> **DATASET EXCERPTS**
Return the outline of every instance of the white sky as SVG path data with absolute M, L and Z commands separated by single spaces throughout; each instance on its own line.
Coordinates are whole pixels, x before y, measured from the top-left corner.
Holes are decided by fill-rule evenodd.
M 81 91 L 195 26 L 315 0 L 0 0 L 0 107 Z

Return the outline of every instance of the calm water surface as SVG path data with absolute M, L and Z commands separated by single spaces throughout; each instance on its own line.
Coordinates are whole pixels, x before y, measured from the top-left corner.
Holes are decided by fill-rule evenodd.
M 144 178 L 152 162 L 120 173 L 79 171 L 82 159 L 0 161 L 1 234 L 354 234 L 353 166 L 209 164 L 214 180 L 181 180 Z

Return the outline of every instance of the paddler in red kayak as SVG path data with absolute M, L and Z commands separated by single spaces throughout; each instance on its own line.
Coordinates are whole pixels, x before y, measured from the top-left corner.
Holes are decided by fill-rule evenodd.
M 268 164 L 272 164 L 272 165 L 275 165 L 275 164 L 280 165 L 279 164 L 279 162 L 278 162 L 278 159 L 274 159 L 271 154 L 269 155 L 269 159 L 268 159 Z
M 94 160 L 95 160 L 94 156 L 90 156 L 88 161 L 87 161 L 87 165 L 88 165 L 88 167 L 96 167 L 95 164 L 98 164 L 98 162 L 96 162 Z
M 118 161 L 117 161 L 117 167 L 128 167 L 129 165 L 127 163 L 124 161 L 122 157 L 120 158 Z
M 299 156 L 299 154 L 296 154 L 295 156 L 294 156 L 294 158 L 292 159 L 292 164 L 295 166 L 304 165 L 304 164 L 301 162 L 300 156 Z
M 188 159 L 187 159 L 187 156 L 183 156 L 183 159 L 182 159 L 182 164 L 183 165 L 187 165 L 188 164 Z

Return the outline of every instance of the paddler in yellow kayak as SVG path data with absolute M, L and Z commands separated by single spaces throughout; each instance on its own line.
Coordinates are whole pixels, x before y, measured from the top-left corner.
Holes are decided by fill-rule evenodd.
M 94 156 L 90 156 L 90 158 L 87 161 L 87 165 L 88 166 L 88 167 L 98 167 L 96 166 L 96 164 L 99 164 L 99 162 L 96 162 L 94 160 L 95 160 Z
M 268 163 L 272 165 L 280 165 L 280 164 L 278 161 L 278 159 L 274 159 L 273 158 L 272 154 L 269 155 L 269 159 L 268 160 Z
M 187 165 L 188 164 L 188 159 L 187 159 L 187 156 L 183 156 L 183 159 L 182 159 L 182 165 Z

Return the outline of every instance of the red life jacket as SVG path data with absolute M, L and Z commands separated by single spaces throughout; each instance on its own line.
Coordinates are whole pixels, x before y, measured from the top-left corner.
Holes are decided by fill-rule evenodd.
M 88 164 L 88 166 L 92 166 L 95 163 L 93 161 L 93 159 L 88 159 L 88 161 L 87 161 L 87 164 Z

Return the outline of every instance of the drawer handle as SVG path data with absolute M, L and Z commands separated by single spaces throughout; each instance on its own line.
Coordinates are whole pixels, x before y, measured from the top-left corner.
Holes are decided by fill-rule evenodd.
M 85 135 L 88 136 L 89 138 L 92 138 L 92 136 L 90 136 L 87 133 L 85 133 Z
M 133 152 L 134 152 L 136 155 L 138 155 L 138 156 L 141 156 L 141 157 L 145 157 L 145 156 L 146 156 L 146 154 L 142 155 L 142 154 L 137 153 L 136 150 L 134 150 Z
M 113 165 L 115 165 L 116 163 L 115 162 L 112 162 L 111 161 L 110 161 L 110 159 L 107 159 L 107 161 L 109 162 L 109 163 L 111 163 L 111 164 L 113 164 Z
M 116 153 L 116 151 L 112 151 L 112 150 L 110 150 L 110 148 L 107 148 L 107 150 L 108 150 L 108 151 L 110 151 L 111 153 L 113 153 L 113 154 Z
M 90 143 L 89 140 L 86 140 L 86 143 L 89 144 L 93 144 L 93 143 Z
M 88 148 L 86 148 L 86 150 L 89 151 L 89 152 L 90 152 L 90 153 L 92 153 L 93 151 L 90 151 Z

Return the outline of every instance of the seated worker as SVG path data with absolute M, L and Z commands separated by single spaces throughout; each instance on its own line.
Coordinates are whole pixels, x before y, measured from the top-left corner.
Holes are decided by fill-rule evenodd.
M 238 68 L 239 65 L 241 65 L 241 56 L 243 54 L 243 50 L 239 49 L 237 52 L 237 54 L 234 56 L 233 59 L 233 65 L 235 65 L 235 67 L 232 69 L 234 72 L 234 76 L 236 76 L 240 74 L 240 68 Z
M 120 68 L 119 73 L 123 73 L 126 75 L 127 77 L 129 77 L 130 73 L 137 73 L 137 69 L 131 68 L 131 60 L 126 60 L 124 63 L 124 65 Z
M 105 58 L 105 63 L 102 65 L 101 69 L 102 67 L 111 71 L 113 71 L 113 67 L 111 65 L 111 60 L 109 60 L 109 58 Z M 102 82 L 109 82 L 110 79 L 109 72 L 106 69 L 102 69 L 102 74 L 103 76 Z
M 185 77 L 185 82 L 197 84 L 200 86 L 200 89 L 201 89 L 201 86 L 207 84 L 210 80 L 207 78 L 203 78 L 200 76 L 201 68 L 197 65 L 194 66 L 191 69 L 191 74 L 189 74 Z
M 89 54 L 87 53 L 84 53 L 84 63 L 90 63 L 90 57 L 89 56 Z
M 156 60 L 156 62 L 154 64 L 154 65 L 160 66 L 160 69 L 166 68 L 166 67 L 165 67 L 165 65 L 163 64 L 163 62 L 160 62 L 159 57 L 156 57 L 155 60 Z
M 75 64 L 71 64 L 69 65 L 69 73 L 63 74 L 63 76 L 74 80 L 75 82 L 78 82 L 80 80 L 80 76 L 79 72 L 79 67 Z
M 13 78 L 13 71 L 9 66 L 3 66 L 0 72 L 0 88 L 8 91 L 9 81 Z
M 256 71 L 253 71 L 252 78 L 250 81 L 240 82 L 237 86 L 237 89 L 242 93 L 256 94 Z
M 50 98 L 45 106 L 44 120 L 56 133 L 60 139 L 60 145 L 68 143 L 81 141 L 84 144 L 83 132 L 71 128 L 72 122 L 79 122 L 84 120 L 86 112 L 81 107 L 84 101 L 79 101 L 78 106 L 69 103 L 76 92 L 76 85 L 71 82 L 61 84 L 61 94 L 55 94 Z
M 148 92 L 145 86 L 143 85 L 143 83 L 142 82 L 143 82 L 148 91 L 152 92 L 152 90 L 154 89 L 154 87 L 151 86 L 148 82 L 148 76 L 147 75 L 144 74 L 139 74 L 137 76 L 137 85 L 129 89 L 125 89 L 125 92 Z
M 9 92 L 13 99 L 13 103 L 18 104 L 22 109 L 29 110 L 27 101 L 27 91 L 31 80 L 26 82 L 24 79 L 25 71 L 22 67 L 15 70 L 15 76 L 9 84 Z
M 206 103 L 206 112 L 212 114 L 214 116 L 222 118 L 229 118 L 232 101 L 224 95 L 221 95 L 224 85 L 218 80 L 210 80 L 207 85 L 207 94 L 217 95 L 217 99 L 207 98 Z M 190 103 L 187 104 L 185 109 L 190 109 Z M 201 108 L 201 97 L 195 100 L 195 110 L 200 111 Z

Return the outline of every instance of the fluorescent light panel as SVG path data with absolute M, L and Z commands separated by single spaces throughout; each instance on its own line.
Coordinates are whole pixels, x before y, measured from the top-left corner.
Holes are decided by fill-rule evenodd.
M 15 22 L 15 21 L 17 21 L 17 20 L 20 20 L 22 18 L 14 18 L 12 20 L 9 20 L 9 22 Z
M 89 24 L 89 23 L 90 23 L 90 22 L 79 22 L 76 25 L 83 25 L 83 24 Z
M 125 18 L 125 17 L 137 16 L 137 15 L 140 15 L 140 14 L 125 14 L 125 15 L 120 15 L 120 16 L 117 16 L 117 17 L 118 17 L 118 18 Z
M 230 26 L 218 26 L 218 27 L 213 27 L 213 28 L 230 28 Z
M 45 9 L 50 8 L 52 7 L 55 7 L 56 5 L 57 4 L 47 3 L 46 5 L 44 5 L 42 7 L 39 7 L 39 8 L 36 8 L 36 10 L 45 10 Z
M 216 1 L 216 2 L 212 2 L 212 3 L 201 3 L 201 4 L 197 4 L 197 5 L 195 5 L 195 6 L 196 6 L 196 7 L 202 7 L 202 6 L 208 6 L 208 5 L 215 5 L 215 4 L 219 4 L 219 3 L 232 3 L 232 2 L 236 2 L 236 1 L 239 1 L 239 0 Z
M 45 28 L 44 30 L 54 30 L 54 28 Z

> **YOUR TASK**
Please turn the stretch from the start of the material through the line containing "M 188 159 L" into a Markdown table with the columns Row and Material line, leaving out blank lines.

> **OUTPUT BELOW**
| Row | Material line |
|---|---|
| 1 | Return the outline of every instance of the white sky as SVG path data with absolute M, L and Z commands separated by single spaces throughout; each instance on its own line. |
| 2 | Coordinates are whole pixels, x before y, measured from the top-left corner. |
| 3 | Holes are decided by fill-rule evenodd. |
| 4 | M 81 91 L 195 26 L 315 0 L 0 0 L 0 107 Z |
| 5 | Return the outline of every instance of the calm water surface as SVG path data with absolute M, L and Z commands separated by single spaces throughout; each instance on its own line. |
| 6 | Coordinates are whole pixels, x before y, measured from the top-left corner. |
| 7 | Holes are decided by fill-rule evenodd. |
| 8 | M 144 178 L 152 162 L 120 173 L 79 171 L 82 159 L 0 161 L 1 234 L 354 234 L 353 166 L 209 164 L 214 180 L 181 180 Z |
| 9 | Return the outline of every instance of the paddler in red kayak as SVG path data with absolute M, L and Z commands separated by single spaces throughout; each instance on its own line. |
| 10 | Coordinates are whole pixels, x before y, measured from the top-left corner. |
| 11 | Holes are decided by fill-rule evenodd. |
| 12 | M 268 164 L 272 164 L 272 165 L 275 165 L 275 164 L 280 165 L 279 164 L 279 162 L 278 162 L 278 159 L 274 159 L 271 154 L 269 155 L 269 159 L 268 159 Z |
| 13 | M 94 160 L 95 160 L 94 156 L 90 156 L 88 161 L 87 161 L 87 165 L 88 165 L 88 167 L 96 167 L 95 164 L 98 164 L 98 162 L 96 162 Z |
| 14 | M 118 161 L 117 161 L 117 167 L 128 167 L 129 165 L 127 163 L 124 161 L 122 157 L 120 158 Z |
| 15 | M 299 156 L 299 154 L 296 154 L 295 156 L 294 156 L 294 158 L 292 159 L 292 164 L 295 166 L 304 165 L 304 164 L 301 162 L 300 156 Z |
| 16 | M 188 159 L 187 159 L 187 156 L 183 156 L 183 159 L 182 159 L 182 164 L 183 165 L 187 165 L 188 164 Z |